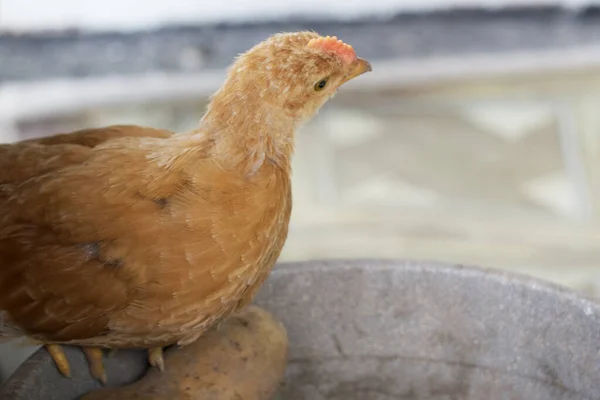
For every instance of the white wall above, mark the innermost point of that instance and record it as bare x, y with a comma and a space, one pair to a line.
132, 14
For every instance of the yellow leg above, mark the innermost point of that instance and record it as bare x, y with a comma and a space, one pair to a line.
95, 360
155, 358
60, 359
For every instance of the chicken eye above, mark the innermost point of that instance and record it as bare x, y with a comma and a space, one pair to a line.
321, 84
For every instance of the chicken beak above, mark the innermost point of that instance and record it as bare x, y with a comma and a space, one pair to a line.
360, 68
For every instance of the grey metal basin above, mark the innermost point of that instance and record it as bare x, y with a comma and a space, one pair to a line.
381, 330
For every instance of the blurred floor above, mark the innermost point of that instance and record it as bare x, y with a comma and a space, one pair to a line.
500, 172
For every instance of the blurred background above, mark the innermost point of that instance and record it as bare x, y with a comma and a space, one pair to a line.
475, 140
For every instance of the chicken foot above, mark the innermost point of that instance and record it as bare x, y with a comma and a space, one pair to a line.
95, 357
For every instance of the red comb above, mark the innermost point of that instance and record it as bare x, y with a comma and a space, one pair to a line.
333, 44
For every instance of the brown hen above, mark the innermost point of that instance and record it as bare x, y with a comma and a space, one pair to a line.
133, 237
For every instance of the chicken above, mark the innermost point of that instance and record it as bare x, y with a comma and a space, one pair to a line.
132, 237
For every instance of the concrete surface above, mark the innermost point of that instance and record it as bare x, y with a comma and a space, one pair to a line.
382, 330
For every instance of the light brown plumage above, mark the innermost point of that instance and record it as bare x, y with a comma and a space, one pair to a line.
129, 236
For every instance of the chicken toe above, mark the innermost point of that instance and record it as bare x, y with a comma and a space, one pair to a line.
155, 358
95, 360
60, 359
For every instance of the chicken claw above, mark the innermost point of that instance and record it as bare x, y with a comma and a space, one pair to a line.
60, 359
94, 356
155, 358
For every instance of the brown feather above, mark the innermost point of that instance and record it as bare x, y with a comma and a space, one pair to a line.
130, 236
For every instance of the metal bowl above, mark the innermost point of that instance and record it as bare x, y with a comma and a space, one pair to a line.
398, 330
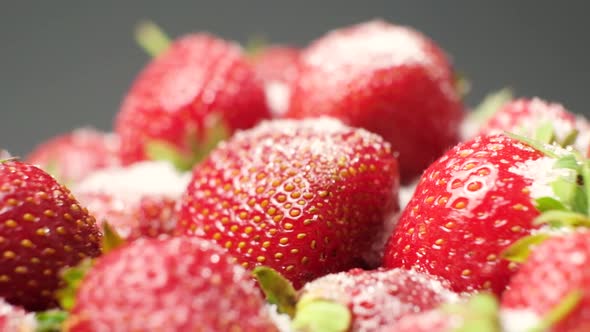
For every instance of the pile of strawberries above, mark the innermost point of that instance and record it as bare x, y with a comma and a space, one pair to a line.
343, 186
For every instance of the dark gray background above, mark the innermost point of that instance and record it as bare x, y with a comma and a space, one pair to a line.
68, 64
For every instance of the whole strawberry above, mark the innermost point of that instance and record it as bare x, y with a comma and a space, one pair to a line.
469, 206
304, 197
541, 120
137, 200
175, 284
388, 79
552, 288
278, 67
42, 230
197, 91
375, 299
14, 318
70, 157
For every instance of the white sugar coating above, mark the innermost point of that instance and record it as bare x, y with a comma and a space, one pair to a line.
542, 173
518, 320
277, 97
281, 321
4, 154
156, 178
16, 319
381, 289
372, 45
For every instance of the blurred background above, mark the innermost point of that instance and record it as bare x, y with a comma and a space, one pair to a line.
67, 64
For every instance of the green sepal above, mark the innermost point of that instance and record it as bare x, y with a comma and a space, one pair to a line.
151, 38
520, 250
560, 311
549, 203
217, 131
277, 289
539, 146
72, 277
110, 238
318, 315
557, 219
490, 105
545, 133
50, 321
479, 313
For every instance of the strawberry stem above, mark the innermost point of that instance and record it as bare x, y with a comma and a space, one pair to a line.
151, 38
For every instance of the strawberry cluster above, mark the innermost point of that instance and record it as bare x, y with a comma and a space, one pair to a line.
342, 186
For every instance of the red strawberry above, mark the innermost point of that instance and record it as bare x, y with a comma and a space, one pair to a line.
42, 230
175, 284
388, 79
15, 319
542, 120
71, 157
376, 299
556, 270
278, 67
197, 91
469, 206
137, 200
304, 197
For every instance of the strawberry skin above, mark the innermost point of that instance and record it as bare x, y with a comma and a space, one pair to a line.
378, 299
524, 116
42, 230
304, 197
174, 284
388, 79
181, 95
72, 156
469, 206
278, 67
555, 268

--------------------

Required work | Omit the pictures, then output the rest of the listing exactly.

Exercise answer |
For every instance of the white wall above, mark the innermost point of that instance and record it as bare x, y with a comma and a space, one pair to a line.
132, 14
For every instance of the yellow leg above, mark the innermost point of that instance and record it as bare x, y with a comma and a space, one pair to a line.
95, 360
155, 358
60, 359
For every instance of the chicken eye above, mark the innermost point of that instance and record it as bare x, y with a comma and a space, one pair to a line.
321, 84
For every instance of the chicken beak above, mark the innermost point of that instance and record it as bare x, y with a comma and a space, one pair to a line.
360, 68
For every instance of the grey metal basin above, mark the innermost point of that instance and record it as bare x, y with a comma and a space, one pair to a line.
381, 330
For every instance of the blurred floor above, mark the innermost point of that instance and record it as bare x, y with a comma and a space, one pair to a line.
500, 172
For every instance of the blurred background above, mark the innermost point of that instance and record it as bare x, y with a comma and a space, one pair to a line.
475, 140
For every instance of the chicken foot above, mark the innermost point of that instance and record it as bare x, y with a comma and a space, one pair to a line.
95, 357
For every instance of the red comb above, mark the innermost point of that instance and record it as bare x, y with a comma and a space, one pair to a line.
333, 44
For every instance of the brown hen above, mark the innermost point of that instance and record it as bare x, y with a comma and a space, one pair to a line.
133, 237
For every instance of the chicken above, mark the innermost point of that instance and record it as bare x, y with a comma and a space, one pair to a line.
132, 237
For every instance of the concrete surface above, mark the innermost point of that instance and record it as bare x, y with a comma and a space, one pair to a line.
382, 330
For every instance of the light brown plumage above, mark the innermost point of that instance and record it as bare x, y with a comma and a space, one pair to a line.
129, 236
For every instance of the chicken toe above, mark the innermost point of that instance and record it as bare x, y with a comma and a space, one pair to a line.
155, 358
95, 360
60, 359
For every instance of the chicken claw above, mark the innermost point of that instance and record it as bare x, y with a comma and a space, one pair to a line.
60, 359
94, 356
155, 358
For every instance of the brown feather above, mark the innermost point of that instance and record it as bare x, y with a comma and a space, one pair to a line.
130, 236
For every instance of the metal bowl above, mark the innermost point of that instance and record it as bare x, y with a comma and a space, one pair to a line.
398, 330
For every instance of the pile of strawberries above, mark the innermost point of that instance and record it as bare x, y with a comma and a space, one pair to a line.
343, 186
For every instance of the dark gray background above, mark the innermost point of that instance and record it as bare x, y with a comma and a space, one pair to a line.
68, 64
For every instance of the whole strawberry above, mark the innermost point of that instance and record it as bare x, y with a comma and a space, one pair to a line.
469, 206
304, 197
541, 120
137, 200
175, 284
388, 79
552, 288
278, 67
42, 230
197, 91
375, 299
14, 318
70, 157
For every instance of the white sugar coating above, mark the innermost point of that instance and record it as bare x, y with a comma and a space, one pair to a line.
542, 173
518, 320
277, 97
281, 321
4, 154
156, 178
16, 319
381, 289
372, 45
For every instance of the blurred background above, mark the innermost point of that instance and record it as bare x, y with a comma and a space, one pair to a line.
67, 64
For every instance of the green sepal above, mark the innermost point of that instance and record it as bare x, y with a comma and a space, one pair to a line.
151, 38
520, 250
560, 311
549, 203
217, 131
277, 289
539, 146
72, 277
110, 238
318, 315
557, 219
490, 105
545, 133
50, 321
479, 313
For every instance of the strawberry stem above, mark the innermost point of that instance and record it as bare x, y with a comma and a space, one pair to a line.
151, 38
For every instance of the strawberry cluster above, mark the innermost point of that instance and record it as bare x, y with a comma and a space, one pair to a line.
342, 186
For every instance of the red strawberry above, mark the innermost point of that instance and record it as bare x, y with a comma and a space, one pair to a line.
42, 230
175, 284
388, 79
15, 319
542, 120
71, 157
376, 299
556, 270
278, 67
197, 91
469, 206
137, 200
304, 197
For every instance of the strawberry skin above, mark the innermost point of that instance and record it as bare x, y with a comma and a space, one pair to a line.
378, 299
524, 116
42, 230
304, 197
174, 284
388, 79
181, 95
72, 156
469, 206
278, 67
555, 268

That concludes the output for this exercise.